** Records for this task **
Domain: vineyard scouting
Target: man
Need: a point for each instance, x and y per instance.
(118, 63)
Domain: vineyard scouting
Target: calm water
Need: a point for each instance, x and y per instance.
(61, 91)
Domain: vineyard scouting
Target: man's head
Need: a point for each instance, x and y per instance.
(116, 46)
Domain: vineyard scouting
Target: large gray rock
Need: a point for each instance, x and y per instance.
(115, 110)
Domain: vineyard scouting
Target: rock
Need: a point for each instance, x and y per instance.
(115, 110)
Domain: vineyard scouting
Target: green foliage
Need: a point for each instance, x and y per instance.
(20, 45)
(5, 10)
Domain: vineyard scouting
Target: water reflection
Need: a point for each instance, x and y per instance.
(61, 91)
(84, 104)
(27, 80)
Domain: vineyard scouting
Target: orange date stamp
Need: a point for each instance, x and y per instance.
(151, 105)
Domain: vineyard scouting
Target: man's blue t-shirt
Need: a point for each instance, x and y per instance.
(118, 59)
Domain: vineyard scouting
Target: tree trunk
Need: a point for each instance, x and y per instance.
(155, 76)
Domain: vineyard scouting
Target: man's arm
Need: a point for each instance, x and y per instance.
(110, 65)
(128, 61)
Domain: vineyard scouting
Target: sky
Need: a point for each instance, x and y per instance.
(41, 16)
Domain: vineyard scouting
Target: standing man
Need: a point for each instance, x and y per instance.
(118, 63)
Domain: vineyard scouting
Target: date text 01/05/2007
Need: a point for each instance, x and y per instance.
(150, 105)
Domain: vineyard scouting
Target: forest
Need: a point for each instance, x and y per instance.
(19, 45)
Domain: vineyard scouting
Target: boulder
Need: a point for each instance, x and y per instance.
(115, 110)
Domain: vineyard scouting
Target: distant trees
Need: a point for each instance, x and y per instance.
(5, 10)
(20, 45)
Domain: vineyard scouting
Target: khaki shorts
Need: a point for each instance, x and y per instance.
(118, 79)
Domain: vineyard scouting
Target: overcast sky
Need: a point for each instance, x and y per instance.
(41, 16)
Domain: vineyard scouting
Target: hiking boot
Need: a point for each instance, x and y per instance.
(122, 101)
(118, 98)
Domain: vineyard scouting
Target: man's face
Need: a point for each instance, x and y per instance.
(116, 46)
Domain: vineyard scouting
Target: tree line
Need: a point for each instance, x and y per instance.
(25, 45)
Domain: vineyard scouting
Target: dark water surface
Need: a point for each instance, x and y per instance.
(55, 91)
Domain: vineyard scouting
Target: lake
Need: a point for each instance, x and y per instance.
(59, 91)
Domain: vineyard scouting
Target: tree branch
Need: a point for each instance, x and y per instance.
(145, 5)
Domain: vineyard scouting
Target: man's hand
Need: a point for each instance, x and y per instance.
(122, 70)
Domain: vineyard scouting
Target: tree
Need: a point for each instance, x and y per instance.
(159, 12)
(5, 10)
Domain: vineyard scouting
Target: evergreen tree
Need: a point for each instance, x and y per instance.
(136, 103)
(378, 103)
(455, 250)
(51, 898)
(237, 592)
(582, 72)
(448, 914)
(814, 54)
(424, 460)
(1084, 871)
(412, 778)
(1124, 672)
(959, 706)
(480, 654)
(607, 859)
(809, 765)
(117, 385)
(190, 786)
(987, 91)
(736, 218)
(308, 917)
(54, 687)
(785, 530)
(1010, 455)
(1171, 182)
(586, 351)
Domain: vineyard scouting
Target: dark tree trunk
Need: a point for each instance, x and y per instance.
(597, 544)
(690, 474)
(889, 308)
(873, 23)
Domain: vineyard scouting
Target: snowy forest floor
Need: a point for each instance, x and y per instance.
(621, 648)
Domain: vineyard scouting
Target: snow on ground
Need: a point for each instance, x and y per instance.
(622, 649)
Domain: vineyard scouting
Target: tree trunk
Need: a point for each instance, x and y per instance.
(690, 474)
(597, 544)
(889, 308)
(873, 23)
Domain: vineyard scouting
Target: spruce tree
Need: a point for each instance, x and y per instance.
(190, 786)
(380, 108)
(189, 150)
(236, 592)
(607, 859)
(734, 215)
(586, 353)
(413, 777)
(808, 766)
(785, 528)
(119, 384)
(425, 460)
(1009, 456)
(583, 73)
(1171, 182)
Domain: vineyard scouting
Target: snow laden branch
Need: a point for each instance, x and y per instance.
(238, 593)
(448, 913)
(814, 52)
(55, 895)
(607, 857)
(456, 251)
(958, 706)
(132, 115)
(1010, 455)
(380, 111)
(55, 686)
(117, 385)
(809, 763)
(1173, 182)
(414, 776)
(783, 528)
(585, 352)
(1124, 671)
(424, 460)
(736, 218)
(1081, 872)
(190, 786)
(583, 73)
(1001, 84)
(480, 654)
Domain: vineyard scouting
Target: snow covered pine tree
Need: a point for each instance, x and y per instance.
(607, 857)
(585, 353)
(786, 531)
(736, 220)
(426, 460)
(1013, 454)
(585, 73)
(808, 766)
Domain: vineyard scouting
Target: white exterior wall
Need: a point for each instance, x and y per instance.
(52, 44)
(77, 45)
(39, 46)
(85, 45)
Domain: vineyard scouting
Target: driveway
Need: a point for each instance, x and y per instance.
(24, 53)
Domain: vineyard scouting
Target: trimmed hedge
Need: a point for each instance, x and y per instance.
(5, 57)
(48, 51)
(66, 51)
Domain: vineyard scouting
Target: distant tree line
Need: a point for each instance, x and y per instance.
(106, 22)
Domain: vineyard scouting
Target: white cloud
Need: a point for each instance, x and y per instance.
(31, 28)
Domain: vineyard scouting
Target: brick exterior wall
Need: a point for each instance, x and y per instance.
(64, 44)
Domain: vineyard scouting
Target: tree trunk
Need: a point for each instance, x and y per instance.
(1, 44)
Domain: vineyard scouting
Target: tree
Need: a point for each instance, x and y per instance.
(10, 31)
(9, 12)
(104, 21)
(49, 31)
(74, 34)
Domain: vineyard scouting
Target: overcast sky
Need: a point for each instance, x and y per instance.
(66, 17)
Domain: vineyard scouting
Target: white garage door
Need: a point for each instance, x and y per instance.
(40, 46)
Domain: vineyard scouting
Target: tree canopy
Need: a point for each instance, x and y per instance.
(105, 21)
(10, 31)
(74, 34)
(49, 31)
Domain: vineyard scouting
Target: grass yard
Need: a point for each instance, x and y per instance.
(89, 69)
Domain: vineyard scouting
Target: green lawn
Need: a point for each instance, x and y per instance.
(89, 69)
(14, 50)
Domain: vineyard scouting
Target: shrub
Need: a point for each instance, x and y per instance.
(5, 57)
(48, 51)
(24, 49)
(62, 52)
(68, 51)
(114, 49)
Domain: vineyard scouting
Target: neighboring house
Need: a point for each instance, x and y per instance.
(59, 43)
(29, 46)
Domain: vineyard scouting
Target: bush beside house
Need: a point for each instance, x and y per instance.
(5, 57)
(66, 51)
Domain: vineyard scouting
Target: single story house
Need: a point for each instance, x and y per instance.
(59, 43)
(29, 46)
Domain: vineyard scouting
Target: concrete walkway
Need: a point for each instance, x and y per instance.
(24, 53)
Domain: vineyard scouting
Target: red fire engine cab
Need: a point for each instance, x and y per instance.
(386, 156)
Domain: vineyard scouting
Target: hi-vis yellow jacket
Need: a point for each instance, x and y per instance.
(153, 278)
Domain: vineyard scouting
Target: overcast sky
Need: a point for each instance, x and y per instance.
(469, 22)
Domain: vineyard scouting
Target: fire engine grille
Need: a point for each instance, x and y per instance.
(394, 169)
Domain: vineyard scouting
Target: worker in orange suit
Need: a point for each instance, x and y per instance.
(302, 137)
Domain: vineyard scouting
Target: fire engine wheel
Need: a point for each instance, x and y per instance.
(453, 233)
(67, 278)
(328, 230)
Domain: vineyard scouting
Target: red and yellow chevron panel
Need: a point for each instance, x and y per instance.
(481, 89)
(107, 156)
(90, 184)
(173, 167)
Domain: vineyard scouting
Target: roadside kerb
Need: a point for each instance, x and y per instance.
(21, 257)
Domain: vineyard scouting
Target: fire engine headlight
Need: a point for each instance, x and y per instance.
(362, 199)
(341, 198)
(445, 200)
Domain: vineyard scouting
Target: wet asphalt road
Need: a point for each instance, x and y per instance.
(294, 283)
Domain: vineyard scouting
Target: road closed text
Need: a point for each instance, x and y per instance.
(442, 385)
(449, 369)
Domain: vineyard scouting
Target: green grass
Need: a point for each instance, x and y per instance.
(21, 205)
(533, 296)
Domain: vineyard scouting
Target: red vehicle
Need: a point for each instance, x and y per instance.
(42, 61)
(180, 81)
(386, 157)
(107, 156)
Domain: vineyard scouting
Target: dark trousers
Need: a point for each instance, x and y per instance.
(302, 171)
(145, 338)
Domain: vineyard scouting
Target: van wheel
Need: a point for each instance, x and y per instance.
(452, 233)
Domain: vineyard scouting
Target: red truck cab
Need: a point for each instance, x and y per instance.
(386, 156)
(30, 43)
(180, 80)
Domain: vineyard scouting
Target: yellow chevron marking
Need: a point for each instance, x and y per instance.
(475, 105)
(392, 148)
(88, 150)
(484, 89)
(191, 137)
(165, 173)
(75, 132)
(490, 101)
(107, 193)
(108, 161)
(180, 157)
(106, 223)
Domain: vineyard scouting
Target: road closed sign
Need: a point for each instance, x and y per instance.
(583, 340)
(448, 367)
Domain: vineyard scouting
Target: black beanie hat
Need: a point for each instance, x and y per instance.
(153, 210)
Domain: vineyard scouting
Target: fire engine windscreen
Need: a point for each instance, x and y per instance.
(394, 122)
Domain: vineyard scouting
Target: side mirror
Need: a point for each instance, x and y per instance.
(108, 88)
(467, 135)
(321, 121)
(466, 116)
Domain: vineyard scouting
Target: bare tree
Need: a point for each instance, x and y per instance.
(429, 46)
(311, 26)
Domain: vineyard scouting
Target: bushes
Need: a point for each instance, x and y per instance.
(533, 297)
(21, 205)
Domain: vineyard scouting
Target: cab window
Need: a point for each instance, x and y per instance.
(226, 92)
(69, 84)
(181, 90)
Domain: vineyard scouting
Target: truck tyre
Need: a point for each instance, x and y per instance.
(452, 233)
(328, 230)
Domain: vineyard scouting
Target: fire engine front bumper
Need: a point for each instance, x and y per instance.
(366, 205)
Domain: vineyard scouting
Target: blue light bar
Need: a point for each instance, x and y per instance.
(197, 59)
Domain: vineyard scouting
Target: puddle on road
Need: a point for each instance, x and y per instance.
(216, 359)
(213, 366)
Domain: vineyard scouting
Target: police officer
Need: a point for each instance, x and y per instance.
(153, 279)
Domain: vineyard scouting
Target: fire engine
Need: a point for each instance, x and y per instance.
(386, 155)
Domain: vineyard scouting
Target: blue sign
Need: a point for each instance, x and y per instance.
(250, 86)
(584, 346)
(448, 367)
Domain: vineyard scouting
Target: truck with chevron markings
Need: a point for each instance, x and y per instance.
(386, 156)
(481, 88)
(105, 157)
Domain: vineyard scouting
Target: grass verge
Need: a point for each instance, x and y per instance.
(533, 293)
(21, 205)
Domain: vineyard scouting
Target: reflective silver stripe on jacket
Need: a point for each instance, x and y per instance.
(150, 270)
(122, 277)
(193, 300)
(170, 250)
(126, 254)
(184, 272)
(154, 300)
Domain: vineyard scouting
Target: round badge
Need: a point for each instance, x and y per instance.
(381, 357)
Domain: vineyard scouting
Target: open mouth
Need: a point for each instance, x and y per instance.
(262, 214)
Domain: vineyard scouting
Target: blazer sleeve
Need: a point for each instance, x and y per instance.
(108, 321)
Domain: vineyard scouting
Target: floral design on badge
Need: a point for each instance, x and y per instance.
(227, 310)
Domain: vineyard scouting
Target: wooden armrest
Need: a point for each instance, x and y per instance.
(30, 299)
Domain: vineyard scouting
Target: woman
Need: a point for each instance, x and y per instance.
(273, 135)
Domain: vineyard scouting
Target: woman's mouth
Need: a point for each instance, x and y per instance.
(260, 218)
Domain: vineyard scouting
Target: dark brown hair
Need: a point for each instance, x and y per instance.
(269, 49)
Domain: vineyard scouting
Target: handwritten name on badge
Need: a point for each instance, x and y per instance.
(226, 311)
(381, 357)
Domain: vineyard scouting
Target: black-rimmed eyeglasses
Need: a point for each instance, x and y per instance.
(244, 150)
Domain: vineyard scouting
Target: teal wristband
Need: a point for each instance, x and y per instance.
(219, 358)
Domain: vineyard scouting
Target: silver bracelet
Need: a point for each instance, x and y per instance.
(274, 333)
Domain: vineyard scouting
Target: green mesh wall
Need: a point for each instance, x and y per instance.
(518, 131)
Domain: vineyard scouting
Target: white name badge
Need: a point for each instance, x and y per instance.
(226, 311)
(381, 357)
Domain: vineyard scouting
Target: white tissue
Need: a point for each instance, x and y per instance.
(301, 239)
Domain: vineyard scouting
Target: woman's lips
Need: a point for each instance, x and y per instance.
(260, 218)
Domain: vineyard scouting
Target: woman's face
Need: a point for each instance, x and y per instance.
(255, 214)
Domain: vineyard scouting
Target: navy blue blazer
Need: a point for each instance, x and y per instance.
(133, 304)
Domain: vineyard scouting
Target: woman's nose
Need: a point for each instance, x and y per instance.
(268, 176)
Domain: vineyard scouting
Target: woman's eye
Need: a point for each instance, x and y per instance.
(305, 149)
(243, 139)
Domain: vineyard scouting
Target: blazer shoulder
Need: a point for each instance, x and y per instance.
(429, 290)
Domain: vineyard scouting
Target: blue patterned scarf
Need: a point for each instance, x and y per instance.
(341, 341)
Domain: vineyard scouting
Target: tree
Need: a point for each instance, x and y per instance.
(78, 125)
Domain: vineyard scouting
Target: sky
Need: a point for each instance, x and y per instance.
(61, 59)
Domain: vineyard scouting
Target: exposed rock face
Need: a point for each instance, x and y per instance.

** Brief **
Gather each line above that contains the word "silver" and copy those lines in full.

** Answer in full **
Target: reflective silver stripe on jacket
Target: silver bracelet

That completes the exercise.